§ Gegevenslijst
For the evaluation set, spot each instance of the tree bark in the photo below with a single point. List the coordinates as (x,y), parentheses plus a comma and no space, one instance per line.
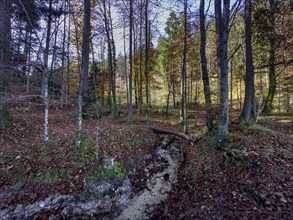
(204,70)
(249,79)
(222,29)
(130,106)
(83,89)
(183,91)
(147,62)
(45,76)
(85,48)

§ De opdracht
Geef alle regels van de lijst hierboven opnieuw, de tekst bij elk antwoord inbegrepen, maar laat de afbeeldingen weg. Schaal daarbij elke coördinaat in de antwoorden met 0,95 en rond af op hele getallen, waarbij een half naar boven gaat.

§ Uitwerking
For the evaluation set, spot each instance of the tree bark in the photo below with a single point. List the coordinates as (x,y), parentheses plus a comma and no space, one instance per line.
(194,67)
(237,75)
(211,28)
(124,101)
(79,85)
(174,86)
(140,59)
(43,72)
(81,46)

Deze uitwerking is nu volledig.